Exactly the lines from the start of the data through the line containing "like [78, 204]." should be output, with both ends kept and nothing added.

* * * * * * *

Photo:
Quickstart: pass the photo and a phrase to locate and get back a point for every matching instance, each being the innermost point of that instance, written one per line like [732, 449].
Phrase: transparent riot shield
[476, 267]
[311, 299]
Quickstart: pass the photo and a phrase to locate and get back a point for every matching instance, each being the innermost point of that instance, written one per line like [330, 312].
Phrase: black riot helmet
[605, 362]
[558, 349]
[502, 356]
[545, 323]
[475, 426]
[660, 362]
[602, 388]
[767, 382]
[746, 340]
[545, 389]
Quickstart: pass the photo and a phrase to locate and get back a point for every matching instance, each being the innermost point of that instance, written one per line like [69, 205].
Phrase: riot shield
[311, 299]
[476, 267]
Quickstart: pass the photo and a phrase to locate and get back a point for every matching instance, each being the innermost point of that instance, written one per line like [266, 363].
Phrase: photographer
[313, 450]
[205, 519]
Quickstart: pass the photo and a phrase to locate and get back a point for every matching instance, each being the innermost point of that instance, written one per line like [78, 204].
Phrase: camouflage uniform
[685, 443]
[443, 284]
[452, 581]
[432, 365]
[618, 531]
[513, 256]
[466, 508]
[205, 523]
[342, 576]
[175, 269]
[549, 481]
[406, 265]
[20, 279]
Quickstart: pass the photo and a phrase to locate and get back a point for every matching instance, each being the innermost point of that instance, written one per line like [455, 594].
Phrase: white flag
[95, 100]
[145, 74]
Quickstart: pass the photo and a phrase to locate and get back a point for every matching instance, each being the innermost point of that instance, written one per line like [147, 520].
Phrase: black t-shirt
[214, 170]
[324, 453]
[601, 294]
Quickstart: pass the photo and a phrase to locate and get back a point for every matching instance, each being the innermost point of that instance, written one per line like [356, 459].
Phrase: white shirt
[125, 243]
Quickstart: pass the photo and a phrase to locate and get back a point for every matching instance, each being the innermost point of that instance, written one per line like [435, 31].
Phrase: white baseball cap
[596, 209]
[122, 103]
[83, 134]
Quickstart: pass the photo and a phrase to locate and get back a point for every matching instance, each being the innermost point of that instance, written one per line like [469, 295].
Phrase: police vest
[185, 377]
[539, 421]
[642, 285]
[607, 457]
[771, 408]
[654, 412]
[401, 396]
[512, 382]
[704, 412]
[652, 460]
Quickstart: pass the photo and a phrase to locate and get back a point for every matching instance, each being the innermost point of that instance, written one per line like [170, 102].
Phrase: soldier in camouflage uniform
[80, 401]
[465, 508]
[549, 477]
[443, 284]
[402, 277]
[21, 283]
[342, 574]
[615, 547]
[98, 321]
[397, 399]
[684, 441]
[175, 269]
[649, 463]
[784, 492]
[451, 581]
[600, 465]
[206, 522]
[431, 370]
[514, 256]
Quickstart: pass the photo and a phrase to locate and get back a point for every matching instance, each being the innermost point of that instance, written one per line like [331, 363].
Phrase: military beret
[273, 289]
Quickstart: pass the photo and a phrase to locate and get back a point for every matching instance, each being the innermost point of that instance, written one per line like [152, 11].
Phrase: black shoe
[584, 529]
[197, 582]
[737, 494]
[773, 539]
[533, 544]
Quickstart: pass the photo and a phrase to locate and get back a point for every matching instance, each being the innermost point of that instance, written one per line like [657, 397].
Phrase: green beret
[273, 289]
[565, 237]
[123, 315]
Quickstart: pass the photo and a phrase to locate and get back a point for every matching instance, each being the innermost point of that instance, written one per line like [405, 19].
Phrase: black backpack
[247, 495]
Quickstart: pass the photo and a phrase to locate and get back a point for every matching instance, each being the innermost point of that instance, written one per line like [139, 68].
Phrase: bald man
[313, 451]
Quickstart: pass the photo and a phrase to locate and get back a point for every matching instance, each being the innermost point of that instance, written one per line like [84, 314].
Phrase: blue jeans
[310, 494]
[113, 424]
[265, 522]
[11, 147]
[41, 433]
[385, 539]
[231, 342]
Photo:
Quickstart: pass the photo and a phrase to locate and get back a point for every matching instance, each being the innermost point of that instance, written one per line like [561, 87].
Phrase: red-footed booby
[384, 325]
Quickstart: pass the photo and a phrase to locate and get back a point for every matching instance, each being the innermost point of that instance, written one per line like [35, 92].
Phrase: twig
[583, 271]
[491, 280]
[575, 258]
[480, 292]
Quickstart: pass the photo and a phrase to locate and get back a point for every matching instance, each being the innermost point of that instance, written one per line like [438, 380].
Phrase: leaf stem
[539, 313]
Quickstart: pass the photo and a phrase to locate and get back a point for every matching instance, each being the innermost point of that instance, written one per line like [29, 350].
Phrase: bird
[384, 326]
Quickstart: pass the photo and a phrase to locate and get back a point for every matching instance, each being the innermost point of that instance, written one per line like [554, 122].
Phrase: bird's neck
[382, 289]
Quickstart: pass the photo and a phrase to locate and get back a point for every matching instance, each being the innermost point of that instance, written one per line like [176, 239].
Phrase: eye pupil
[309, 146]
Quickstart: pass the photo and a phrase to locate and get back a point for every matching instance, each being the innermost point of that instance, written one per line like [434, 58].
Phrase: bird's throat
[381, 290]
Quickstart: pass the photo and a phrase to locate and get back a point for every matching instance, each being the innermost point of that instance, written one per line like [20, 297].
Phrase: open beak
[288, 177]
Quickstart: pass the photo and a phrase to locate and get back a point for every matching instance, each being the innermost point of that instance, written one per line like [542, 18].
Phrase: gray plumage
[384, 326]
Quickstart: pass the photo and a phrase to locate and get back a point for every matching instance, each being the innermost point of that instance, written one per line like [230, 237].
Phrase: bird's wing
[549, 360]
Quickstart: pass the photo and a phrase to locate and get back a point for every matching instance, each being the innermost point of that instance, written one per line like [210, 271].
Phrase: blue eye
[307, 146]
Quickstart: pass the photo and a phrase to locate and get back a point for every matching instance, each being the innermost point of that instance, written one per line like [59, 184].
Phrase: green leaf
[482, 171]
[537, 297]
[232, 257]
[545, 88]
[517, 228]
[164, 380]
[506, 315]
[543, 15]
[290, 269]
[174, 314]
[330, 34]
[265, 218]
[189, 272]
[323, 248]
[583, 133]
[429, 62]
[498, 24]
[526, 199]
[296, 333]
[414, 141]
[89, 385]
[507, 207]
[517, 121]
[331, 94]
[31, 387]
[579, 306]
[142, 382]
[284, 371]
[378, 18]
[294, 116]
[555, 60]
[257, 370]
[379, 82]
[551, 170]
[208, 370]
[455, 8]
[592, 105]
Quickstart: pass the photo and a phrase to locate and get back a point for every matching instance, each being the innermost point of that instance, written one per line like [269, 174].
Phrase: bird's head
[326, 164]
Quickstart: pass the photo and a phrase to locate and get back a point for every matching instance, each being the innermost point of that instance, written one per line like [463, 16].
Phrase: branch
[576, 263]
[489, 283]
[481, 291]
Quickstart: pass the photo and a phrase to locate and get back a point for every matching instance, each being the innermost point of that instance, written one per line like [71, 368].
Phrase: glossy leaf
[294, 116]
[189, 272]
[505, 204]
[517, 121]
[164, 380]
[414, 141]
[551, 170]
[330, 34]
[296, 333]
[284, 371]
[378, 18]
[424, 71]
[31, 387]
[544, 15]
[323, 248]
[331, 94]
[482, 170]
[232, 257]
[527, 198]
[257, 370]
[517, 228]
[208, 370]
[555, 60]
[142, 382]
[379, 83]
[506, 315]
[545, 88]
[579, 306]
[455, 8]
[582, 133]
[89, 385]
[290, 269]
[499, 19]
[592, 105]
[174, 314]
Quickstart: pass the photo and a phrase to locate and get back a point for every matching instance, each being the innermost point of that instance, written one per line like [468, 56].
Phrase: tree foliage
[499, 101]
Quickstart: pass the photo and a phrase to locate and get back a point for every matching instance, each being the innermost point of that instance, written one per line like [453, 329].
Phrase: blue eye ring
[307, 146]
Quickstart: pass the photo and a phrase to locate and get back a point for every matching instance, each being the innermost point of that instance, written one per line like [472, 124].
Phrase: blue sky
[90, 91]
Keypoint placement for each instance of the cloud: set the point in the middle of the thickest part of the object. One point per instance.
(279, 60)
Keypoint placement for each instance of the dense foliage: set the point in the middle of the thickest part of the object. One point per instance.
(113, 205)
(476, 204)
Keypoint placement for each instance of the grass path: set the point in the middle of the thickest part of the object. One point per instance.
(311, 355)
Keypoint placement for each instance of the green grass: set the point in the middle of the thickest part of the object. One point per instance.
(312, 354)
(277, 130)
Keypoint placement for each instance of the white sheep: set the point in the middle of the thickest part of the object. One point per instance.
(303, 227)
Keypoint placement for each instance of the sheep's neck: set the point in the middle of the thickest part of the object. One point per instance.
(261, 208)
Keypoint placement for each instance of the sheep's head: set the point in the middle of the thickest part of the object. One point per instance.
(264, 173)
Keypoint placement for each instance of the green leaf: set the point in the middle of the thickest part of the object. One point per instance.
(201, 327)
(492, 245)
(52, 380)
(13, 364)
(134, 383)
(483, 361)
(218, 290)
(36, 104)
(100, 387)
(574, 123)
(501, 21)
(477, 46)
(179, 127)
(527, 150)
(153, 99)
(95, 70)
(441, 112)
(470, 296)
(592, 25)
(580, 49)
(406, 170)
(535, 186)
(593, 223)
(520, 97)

* * * * * * *

Result:
Photo:
Quickstart: pass the photo and a phrase to locate and get back a point for every matching instance, each being the innermost point of that instance, written one per line like [732, 449].
Phrase: transparent riot shield
[476, 267]
[311, 299]
Quickstart: pass the photo and a phrase to locate and get back a point for every matching instance, each being the innermost point of that instance, written one per line like [330, 312].
Phrase: black riot helmet
[605, 362]
[558, 349]
[502, 356]
[545, 323]
[475, 426]
[660, 362]
[602, 388]
[767, 382]
[746, 340]
[545, 389]
Quickstart: pass the photo and a phrase to locate and get back a point for every matching instance, each being the innermost point of that instance, written one per line like [69, 205].
Phrase: riot shield
[311, 299]
[476, 267]
Quickstart: pass the photo and a phrase to locate and get back a point for every matching instance, each being the innermost point of that instance, written one per line like [266, 363].
Phrase: photographer
[313, 450]
[205, 519]
Quickstart: pass the photo and a phrase to locate and get back a point for every matching instance, each being the innermost point of that instance, written one per line like [78, 204].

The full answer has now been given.